____ Фрагмент текста
А ведь всё наше недоумение только и связано с верой в необыкновенность этих людей. Ведь по поводу рядовых протоколов рядовых граждан мы же не задаёмся загадкою: почему там столько наговорено на себя и на других? — мы принимаем это как понятное: человек слаб, человек уступает. А вот Бухарина, Зиновьева, Каменева, Пятакова, И. Н. Смирнова мы заранее считаем сверхлюдьми — и только из-за этого, по сути, наше недоумение.
Правда, режиссёрам спектакля здесь как будто трудней подобрать исполнителей, чем в прежних инженерных процессах: там выбирали из сорока бочек, а здесь труппа мала, главных исполнителей все знают, и публика желает, чтоб играли непременно они.
Но всё-таки был же отбор! Самые дальновидные и решительные из обречённых — те и в руки не дались, те покончили с собою до ареста (Скрыпник, Томский, Гамарник). А дали себя арестовать те, ктохотел жить . А из хотящего жить можно вить верёвки!.. Но и из них некоторые как-то же иначе вели себя на следствии, опомнились, упёрлись, погибли в глухости, но хоть без позора. Ведь почему-то же не вывели на гласные процессы Рудзутака, Постышева, Енукидзе, Чубаря, Косиора, да того же и Крыленку, хотя их имена вполне бы украсили те процессы.
Самых податливых и вывели! Отбор всё-таки был.
Отбор был из меньшего ряда, зато усатый Режиссёр хорошо знал каждого. Он знал и вообще, что они слабакъ и слабости каждого порознь знал. В этом и была его мрачная незаурядность, главное психологическое направление и достижение его жизни: видеть слабости людей на нижнем уровне бытия.
И того, кто представляется из дали времён самым высшим и светлым умом среди опозоренных и расстрелянных вождей (и кому очевидно посвятил Кестлер своё талантливое исследование) — Н. И. Бухарина, его тоже на нижнем уровне, где соединяется человек с землёю, Сталин видел насквозь и долгою мёртвою хваткою держал и даже, как с мышонком, поигрывал, чуть приотпуская. Бухарин от слова до слова написал всю нашу действующую (бездействующую), такую прекрасную на слух конституцию — там в подоблачном уровне он свободно порхал и думал, что обыграл Кобу: подсунул ему конституцию, которая заставит того смягчить диктатуру. А сам уже был — в пасти.
________
____ Записи
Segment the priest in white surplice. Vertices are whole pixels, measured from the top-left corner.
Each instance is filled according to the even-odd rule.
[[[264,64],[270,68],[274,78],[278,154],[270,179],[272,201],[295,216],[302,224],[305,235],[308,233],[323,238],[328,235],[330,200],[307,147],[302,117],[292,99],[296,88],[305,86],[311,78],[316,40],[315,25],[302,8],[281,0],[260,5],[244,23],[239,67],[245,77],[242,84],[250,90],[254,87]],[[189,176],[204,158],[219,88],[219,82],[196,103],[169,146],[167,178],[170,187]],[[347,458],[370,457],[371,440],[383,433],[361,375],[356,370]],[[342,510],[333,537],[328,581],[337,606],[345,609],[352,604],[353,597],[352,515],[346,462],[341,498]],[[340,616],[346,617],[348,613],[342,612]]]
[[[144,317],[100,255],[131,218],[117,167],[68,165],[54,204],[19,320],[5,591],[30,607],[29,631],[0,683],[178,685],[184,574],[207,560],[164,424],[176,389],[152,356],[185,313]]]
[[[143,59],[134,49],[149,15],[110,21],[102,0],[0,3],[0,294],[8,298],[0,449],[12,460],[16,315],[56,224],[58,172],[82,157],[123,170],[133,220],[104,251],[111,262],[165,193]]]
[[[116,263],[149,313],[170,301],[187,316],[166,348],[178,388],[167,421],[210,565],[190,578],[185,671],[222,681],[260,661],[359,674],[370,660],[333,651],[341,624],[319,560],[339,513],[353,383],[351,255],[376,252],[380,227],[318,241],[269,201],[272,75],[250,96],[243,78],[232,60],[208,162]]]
________
§ **Задания**:
a – Кто, согласно фрагменту, покончил с собой до ареста?
b – Перепишите часть фрагмента, которая начинается словами «А ведь всё наше» и заканчивается словами «играли непременно они.», заменив «недоумение» на «замешательство».
Эти записи никак не связаны с фрагментом текста.

§ **Ответы**:
a – Скрыпник, Томский и Гамарник.

b –
А ведь всё наше замешательство только и связано с верой в необыкновенность этих людей. Ведь по поводу рядовых протоколов рядовых граждан мы же не задаёмся загадкою: почему там столько наговорено на себя и на других? — мы принимаем это как понятное: человек слаб, человек уступает. А вот Бухарина, Зиновьева, Каменева, Пятакова, И. Н. Смирнова мы заранее считаем сверхлюдьми — и только из-за этого, по сути, наше замешательство.
Правда, режиссёрам спектакля здесь как будто трудней подобрать исполнителей, чем в прежних инженерных процессах: там выбирали из сорока бочек, а здесь труппа мала, главных исполнителей все знают, и публика желает, чтоб играли непременно они.